- [SHORT EXERCISE]: Collect every line of the data below that contains the string "laptop", and treat the match as case-sensitive.

- [DATA LINES]:
___

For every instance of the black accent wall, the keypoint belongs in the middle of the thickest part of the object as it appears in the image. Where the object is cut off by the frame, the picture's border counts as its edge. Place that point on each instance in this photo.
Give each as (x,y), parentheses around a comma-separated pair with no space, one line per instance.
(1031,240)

___

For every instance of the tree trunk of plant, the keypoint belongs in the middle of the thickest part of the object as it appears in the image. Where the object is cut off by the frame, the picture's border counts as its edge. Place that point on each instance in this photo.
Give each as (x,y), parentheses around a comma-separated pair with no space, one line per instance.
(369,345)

___

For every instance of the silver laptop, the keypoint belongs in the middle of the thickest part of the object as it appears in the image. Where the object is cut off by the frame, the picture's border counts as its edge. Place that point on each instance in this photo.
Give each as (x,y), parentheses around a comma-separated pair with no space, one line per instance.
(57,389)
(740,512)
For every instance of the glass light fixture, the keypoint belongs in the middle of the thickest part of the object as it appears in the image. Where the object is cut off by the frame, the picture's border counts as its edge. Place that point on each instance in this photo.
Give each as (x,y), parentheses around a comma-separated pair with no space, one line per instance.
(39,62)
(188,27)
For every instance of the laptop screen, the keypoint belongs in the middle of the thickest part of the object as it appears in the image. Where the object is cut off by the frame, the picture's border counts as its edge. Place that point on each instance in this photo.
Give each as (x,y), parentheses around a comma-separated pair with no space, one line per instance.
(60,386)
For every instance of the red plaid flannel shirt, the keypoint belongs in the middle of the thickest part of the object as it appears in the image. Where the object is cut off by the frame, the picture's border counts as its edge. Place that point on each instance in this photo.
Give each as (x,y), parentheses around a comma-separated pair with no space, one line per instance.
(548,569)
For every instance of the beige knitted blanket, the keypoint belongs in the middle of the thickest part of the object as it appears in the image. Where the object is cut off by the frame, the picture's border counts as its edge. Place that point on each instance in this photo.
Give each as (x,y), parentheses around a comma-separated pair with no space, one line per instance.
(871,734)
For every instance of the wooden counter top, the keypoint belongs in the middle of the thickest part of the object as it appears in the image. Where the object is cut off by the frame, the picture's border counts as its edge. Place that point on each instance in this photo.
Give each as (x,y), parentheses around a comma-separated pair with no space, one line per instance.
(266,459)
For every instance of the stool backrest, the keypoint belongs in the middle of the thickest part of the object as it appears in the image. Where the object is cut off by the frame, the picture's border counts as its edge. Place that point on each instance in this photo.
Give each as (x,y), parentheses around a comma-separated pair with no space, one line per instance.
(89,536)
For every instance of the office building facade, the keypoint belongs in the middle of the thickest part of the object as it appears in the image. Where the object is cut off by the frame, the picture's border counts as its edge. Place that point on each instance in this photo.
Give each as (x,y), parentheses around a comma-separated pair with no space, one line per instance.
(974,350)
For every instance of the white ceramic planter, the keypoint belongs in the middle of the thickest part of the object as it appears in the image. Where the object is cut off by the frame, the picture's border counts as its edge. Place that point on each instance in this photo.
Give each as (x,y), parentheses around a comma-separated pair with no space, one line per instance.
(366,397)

___

- [ANSWER TO THIS TASK]:
For every instance of the silver laptop, the keypoint belongs in the middle of the thickest part of the object as it appears in the image. Where the object is cut off by the frame, the picture's border counts as its edge. Place that point on each instance in this photo.
For every instance of the laptop screen, the keypoint belongs in the middle of the thickest part of the object as it appears in the image. Where the object is cut off by the frame, the picture's border counts as its edge. Place that point on each instance in this photo.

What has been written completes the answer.